#### [Study text]
President Warren Harding
President Warren Harding Creative Common

When Barack Obama was elected president of the United States in November 2008, it represented a watershed moment in the long and torturous history of African-Americans.

One-hundred and forty-five years after Abraham Lincoln’s Emancipation Proclamation freed the slaves in the South; and a little over four decades after the landmark Voting Rights Act, the nation finally elected a black person to the highest position of power.

Or, perhaps not.

The massive importation of African slaves to the New World, and subsequent social interactions over five centuries has raised questions about who is really “black.”

Obama is himself of mixed race – his father was a black African from Kenya, while his mother was a white American woman of Irish descent. Indeed, many “black” people in America are actually of mixed descent.

As a result, throughout much of U.S. history, the infamous “one-drop rule” determined who was black. Under this application, any person who had even one African ancestor (no matter how far back in the genealogy), was named “black” and, therefore, subject to the prevailing social, legal and economic restrictions imposed upon blacks.

Under this definition, Obama is obviously black – but he might not be the first chief executive in Washington to be so classified.

Consider the case of Warren G. Harding, the Republican from Ohio who became the 29th president in the early 1920s. Harding’s term was largely undistinguished and he is widely regarded as one of the most unaccomplished presidents in history. Indeed, his tenure was scarred by the ‘Teapot Dome’ scandal.

Rumors have long abounded that Harding had partial black African ancestry.

During the presidential campaign of 1920, the subject was frequently raised by Harding’s enemies and opponents.

One of them, William Estabrook Chancellor, a professor at the College of Wooster in Ohio, tried to derail Harding’s bid by accusing the nominee of being an "octoroon" – a descendant from "Negro" ancestors. A passionate Democrat, Chancellor implied that due to his mixed blood-line, Harding was unqualified to occupy the White House.

Chancellor based his “evidence” on testimony from people in Ohio who claimed Harding did indeed have black relatives.

Harding’s own father-in-law Amos Kling opposed his daughter’s marriage to him over suspicions he had black origins.

Harding himself would neither deny nor admit the accusations, saying that as far as he knew one of his ancestors could have "jumped the fence."

The “race” issue did not hurt Harding at all – he soundly thrashed the Democratic nominee James Cox by winning 60 percent of the popular vote in an astonishing landslide.

Interestingly, during his term, Harding delivered a speech in Birmingham, Alabama in which he attacked the Ku Klux Klan (then at the very height of its power) and spoke in favor of voting rights for blacks.

#### [Data listing]
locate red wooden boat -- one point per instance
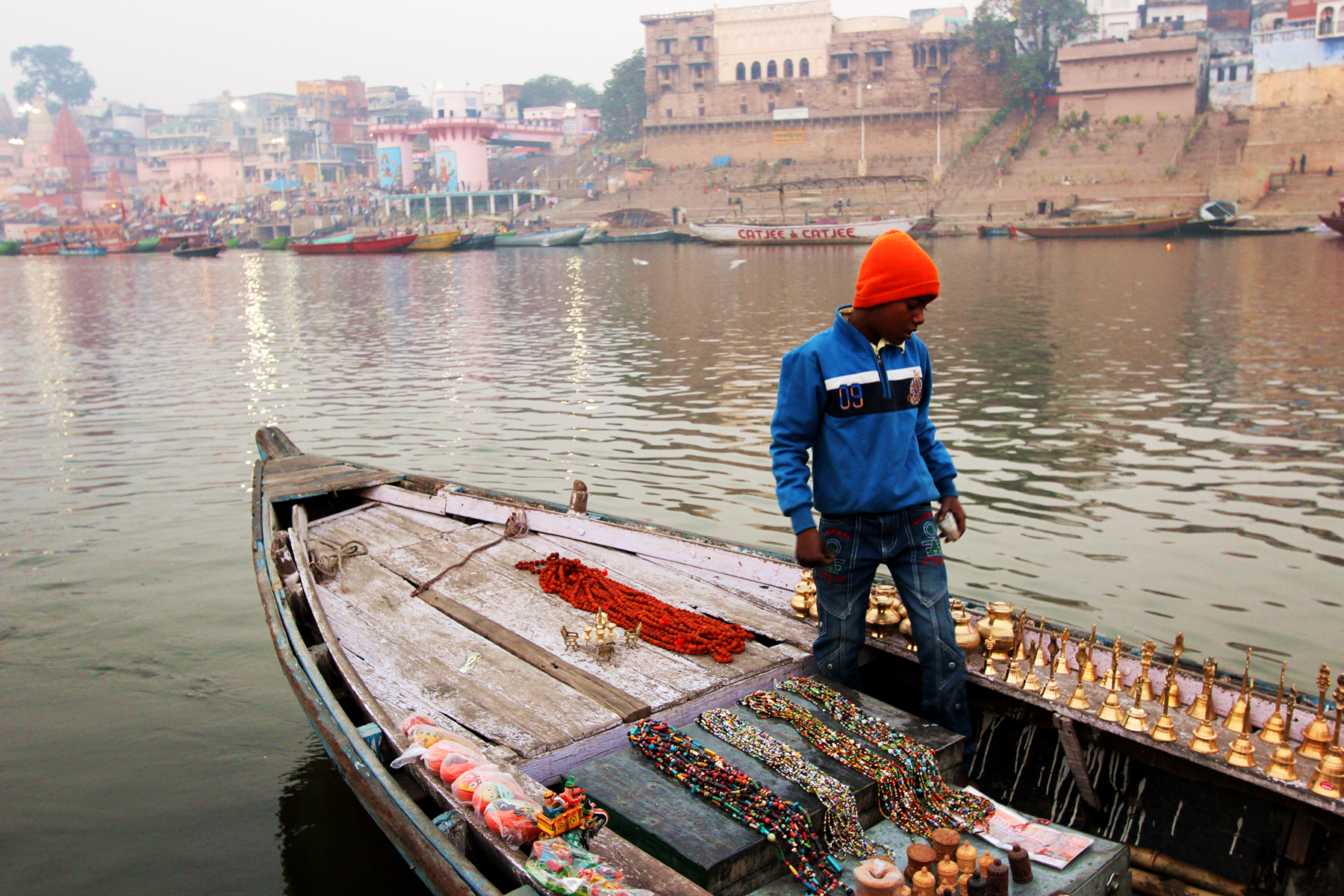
(358, 246)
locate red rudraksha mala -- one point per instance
(663, 625)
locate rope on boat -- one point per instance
(515, 528)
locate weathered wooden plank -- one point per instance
(322, 480)
(492, 586)
(647, 541)
(685, 591)
(417, 653)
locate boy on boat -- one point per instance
(856, 396)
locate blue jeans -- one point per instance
(907, 541)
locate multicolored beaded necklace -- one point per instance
(841, 828)
(709, 775)
(910, 790)
(660, 623)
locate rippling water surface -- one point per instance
(1148, 440)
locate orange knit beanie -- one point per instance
(895, 267)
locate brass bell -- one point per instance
(1110, 709)
(1283, 765)
(1204, 739)
(1242, 753)
(1164, 729)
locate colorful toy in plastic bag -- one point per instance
(514, 820)
(470, 781)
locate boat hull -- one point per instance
(549, 238)
(435, 242)
(856, 233)
(1148, 227)
(371, 246)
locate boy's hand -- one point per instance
(811, 551)
(952, 504)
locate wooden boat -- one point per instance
(570, 237)
(468, 242)
(652, 237)
(1142, 227)
(435, 242)
(863, 231)
(339, 548)
(351, 245)
(198, 252)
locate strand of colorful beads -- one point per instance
(974, 810)
(665, 626)
(843, 830)
(709, 775)
(900, 793)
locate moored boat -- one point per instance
(381, 586)
(351, 245)
(1140, 227)
(570, 237)
(863, 231)
(199, 252)
(435, 242)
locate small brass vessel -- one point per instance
(1242, 753)
(1202, 707)
(1238, 718)
(998, 623)
(1316, 735)
(1086, 669)
(1136, 718)
(1275, 727)
(1206, 738)
(1283, 765)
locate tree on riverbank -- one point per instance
(1024, 37)
(52, 77)
(624, 105)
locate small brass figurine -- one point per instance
(1275, 727)
(1088, 671)
(1330, 773)
(1062, 657)
(1110, 709)
(1203, 706)
(1136, 718)
(1238, 718)
(1316, 735)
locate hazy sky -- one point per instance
(169, 54)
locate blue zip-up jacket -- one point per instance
(866, 421)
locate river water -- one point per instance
(1148, 438)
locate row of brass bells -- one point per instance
(806, 597)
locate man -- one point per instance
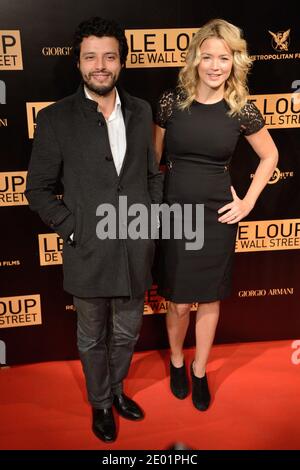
(98, 143)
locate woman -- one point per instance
(199, 124)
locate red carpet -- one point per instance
(256, 403)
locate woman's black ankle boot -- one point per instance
(200, 391)
(179, 381)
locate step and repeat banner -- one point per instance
(37, 318)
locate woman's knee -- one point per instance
(180, 310)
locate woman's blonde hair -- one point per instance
(236, 89)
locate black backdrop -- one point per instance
(264, 303)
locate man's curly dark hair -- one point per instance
(100, 27)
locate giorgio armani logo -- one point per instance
(280, 40)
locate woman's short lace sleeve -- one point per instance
(165, 108)
(251, 119)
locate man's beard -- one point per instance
(100, 90)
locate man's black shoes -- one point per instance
(104, 424)
(127, 408)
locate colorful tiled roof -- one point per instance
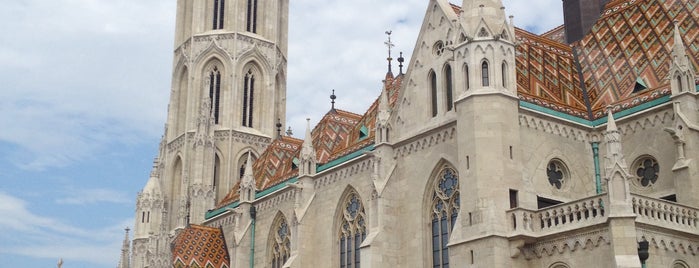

#### [Apply what you read]
A: Please retype the stretch of the Harding article from "Obama is himself" through "of mixed descent.".
B: Write what comes next in the article on Warren Harding's rumored ancestry, starting after its final sentence.
The entries were taken from a different source than the text about Warren Harding.

#### [Solved problems]
A:
Obama is himself of mixed race – his father was a black African from Kenya, while his mother was a white American woman of Irish descent. Indeed, many “black” people in America are actually of mixed descent.

B:
However, Harding did almost nothing of practical benefit to blacks during his administration.

As an addendum, the rumors of Harding’s possible black ancestry persisted long after his untimely death in 1923.

A few years ago, an elderly black woman, a schoolteacher in Michigan named Marsha Stewart, claimed she is a fifth cousin to Harding.

She told reporters: "When I grew up in the '50s, my grandparents said it's OK to talk about it in the family setting but it's not OK to talk about it outside of the family settings.”

She even wrote a book entitled "Warren Harding U.S. President 29: Death By Blackness," which explicitly detailed her familial connections to Harding.

She noted that her great-grandmother, Mary Harding Norman, and Warren Harding's father, George Tryon Harding, were first cousins.

"My mother talks about Warren Harding coming to a cousin's funeral in Michigan," Stewart said. "When he drove in everybody sort of knew who he was. He attended the funeral, and he left."

Other presidents, including Thomas Jefferson, Andrew Jackson and Calvin Coolidge were also rumored to have black ancestry.

But perhaps the most interesting rumors concern Abraham Lincoln himself, the man who freed the slaves.

Lincoln’s relatively dark complexion and coarse hair raised suspicions during his life – especially from Southern politicians who strongly opposed his views on slavery. Some of his opponents even sneeringly nicknamed him "Abraham Africanus the First.”

William Herndon, Lincoln's law partner, apparently wrote a book entitled "The Hidden Lincoln," which alleged that Thomas Lincoln could not have been Abraham's biological father because he became sterile from childhood mumps.

Some claimed Lincoln’s true father was black; while others described his mother as “Ethiopian”

However, there was never any real evidence and Lincoln apparently never addressed the topic himself.